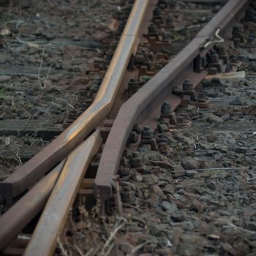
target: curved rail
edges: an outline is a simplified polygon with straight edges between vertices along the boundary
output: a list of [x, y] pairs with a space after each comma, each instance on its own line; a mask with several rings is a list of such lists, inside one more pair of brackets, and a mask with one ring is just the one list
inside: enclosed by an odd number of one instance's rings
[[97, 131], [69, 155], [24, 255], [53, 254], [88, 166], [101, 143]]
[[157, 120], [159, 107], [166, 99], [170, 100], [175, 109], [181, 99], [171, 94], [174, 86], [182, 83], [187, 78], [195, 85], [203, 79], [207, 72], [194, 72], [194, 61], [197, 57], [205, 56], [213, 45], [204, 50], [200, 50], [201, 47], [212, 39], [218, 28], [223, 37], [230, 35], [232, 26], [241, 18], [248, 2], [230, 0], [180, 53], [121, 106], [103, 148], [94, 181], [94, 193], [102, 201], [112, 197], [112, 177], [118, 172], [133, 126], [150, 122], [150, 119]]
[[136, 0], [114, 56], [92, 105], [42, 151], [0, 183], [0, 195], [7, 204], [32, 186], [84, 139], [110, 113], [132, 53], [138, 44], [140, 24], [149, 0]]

========

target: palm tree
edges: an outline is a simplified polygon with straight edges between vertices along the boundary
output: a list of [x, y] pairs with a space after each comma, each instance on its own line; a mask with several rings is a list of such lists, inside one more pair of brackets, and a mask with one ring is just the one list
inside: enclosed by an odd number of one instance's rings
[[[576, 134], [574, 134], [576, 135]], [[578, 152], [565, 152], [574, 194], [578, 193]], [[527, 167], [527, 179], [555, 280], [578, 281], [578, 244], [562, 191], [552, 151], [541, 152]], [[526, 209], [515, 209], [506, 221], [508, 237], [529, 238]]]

========

* _What to do_
Could you update the data by repeating the lines starting with the line with "target: palm tree" and going on through the line with "237], [529, 238]]]", with "instance" replaced by "object" and nothing else changed?

* _Solved problem_
target: palm tree
edges: an outline is a simplified polygon with straight edges between vertices along the boundary
output: a list of [x, y] pairs with a space after each comma, each object on its own line; a mask with several rings is a list of such lists, inside one more pair of brackets, and a mask with one ring is just the one list
inside: enclosed by an odd number of one object's rings
[[[576, 134], [574, 134], [576, 135]], [[578, 152], [565, 152], [574, 194], [578, 193]], [[527, 167], [527, 179], [555, 280], [578, 281], [578, 244], [562, 191], [552, 151], [541, 152]], [[526, 209], [515, 209], [506, 221], [508, 237], [529, 238]]]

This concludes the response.